| Exercise |
Reproduce each of the lines below word for word.

>> start Extracted information

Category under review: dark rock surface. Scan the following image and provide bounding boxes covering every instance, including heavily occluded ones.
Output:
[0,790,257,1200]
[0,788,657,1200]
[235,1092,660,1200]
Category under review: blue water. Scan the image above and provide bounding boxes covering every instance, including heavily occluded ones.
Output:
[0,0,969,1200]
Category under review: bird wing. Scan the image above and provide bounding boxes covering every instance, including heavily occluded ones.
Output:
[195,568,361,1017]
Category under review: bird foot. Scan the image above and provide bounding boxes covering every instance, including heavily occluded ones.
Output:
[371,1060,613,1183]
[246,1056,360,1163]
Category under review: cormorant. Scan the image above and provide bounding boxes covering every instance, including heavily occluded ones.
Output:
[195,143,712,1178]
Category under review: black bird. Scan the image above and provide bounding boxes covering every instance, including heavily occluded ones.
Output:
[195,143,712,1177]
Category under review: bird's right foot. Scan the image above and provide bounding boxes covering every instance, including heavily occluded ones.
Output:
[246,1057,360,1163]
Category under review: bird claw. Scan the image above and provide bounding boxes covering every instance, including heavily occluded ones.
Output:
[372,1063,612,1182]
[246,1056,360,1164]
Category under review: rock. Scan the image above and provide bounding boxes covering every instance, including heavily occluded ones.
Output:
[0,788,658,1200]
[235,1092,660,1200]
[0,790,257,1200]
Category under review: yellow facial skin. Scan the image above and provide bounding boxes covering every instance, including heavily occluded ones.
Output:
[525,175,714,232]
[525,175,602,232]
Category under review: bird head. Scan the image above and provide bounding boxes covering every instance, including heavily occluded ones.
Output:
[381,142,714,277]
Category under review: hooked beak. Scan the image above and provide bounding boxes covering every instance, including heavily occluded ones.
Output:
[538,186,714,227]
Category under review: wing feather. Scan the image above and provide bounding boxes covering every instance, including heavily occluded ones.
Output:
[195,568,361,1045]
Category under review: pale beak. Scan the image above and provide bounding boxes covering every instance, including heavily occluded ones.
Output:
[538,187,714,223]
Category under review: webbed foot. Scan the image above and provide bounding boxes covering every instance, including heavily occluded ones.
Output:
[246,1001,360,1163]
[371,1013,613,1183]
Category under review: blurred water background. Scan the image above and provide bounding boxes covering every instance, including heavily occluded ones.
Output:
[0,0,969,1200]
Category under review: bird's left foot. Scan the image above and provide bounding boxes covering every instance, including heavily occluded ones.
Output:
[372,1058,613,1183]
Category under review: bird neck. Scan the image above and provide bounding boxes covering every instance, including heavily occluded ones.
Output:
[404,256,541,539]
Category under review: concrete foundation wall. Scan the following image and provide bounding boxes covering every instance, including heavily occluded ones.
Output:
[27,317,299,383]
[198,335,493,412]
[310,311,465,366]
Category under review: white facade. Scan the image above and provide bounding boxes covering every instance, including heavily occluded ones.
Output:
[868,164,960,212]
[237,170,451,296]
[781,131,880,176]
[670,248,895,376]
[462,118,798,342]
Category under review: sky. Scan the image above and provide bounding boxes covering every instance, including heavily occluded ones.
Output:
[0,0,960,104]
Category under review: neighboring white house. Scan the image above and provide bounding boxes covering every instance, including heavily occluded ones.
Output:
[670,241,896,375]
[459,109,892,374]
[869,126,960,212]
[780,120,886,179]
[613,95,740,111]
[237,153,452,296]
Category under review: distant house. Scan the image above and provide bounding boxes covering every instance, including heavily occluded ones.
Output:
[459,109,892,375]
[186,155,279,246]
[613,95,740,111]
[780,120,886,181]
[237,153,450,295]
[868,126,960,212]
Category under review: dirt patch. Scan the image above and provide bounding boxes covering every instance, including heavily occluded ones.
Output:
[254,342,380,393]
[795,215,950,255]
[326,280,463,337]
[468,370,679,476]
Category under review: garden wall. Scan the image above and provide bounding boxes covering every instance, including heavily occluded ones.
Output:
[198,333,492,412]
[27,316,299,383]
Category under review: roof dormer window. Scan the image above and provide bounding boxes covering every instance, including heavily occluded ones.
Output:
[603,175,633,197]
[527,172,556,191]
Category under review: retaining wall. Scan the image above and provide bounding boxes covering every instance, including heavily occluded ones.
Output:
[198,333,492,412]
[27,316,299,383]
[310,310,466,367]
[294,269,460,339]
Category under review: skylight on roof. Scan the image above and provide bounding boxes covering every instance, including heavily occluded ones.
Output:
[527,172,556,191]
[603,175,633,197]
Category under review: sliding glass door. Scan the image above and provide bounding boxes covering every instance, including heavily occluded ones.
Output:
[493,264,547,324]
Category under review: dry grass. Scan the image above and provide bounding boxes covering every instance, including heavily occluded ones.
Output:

>> end Extracted information

| Reply to the exercise |
Category under review: dark rock surface. Scan the following image and provide bounding boxes covering every instance, including heavily occluded ones.
Output:
[0,790,257,1200]
[0,788,657,1200]
[235,1092,660,1200]
Category under review: blue water. Scan the image above and provide bounding boxes covering every instance, including heavily occluded ones.
Output:
[0,0,969,1200]
Category under review: bird wing. Scan the image above and provide bounding boxes covering every instance, including heavily occluded ones.
Output:
[195,568,361,1017]
Category under review: bird foot. Scan the image above and provide bounding boxes covering every instance, including heavily occluded ones.
Output:
[371,1060,613,1183]
[246,1056,360,1163]
Category under review: cormorant. Scan the image above and provide bounding boxes covering every instance, including heavily occluded ones.
Output:
[195,143,712,1178]
Category under review: black bird. Scan the image above and provide bounding boxes covering every instance, including heavily occluded ones.
Output:
[195,143,712,1177]
Category under review: bird's right foot. Scan the image above and provide bounding boxes covering every instance, including heavily occluded ones.
Output:
[246,1057,360,1163]
Category under review: bird claw. Scan the image above and provide bounding boxes covering every instance, including heavily occluded ones.
Output:
[372,1063,612,1182]
[246,1056,360,1164]
Category under review: rock. Scan the image above and provide bounding boxes covering every instance, including heavily occluded ones.
Output:
[0,788,658,1200]
[235,1092,660,1200]
[0,790,257,1200]
Category under review: yellow facial skin. Scan the image above and provide bounding boxes covering every instance, including heavily occluded ones.
Output:
[525,175,714,232]
[525,175,602,232]
Category under review: bird head. Scan the image above and provide bounding boxes covering every instance, including heavily occluded ones.
Output:
[381,142,714,277]
Category under review: hooked beak. Scan the image above and provide bounding boxes covering every instance, including heavily occluded ones.
Output:
[538,186,714,227]
Category under review: wing feather. Scan the image above and provide bounding boxes covering every instance, including heavily occluded ones.
Output:
[195,568,361,1045]
Category under review: pale beak. Scan the image above and provide bounding boxes covering every instance, including heavily occluded ones.
Output:
[538,187,714,223]
Category under review: webbed foot. Scan the image above and provide bounding boxes covering every instance, including heavily occluded ones.
Output:
[246,1001,360,1163]
[371,1013,613,1183]
Category under review: blurred water background. Scan the image above and provide bounding boxes covering every instance, including heavily occluded ones.
Output:
[0,0,969,1200]
Category under review: bird's left foot. Scan the image above and provide bounding boxes covering every instance, including heavily occluded ones.
Output:
[372,1058,613,1183]
Category under review: bird neck. Scan the image above and provide bounding boxes covering every instance, including heavily occluded ones.
Output:
[404,256,541,539]
Category under review: concrete foundation wall. Scan the following image and provide bounding boxes covering every instance, including heavily occluded ones.
Output:
[27,317,299,383]
[198,335,493,412]
[310,311,465,366]
Category under review: white facade. Scan the image above and provide bounding boxes covering every instance, including heavily occluded ones.
Output:
[868,164,960,212]
[237,170,451,296]
[781,131,880,176]
[670,248,895,376]
[462,118,798,342]
Category under review: sky. Scan the image above and provide bounding boxes covering every instance, including heavily occluded ones.
Output:
[0,0,960,104]
Category under review: neighboring white house. Scan the image above and provide bounding boxes covering every instance, including heavily occluded ones.
Output:
[670,241,896,375]
[459,109,892,374]
[869,126,960,212]
[780,120,886,179]
[613,95,740,111]
[237,153,452,296]
Category under review: distant house. Scan the image above and provide bounding boxes covering every instance, including heavily occluded ones.
Output:
[459,109,892,375]
[186,155,279,246]
[613,95,740,111]
[780,120,886,181]
[237,153,450,295]
[868,126,960,212]
Category under review: dirt patch. Scan the image above and provide bounding boxes covering every instance, including heavily occluded ones.
Output:
[254,342,380,393]
[795,215,950,255]
[326,280,463,337]
[468,370,679,476]
Category under review: garden wall. Scan the image above and provide bounding boxes covering every instance, including heavily occluded ones.
Output:
[198,333,492,412]
[27,316,299,383]
Category under review: roof dormer window. Scan the image above and provide bounding boxes covering every instance, including heavily occluded ones.
Output:
[603,175,633,197]
[527,172,556,191]
Category under review: retaining wall. Scan the image above and provide bounding boxes covering every instance, including heavily occluded ones.
Output:
[198,333,492,412]
[27,316,299,383]
[310,310,466,367]
[294,269,460,339]
Category under review: skylight on roof. Scan the image above and provide bounding boxes covering every instance, including heavily occluded ones.
Output:
[527,172,556,191]
[603,175,633,197]
Category under review: sliding glass door. Scan the image above and provide bounding boxes covering every instance, including heavily occluded ones.
Output:
[493,264,547,324]
Category under review: dry grass. Scan the image above and provide bounding boxes covering every instance, including heavily occluded ones.
Output:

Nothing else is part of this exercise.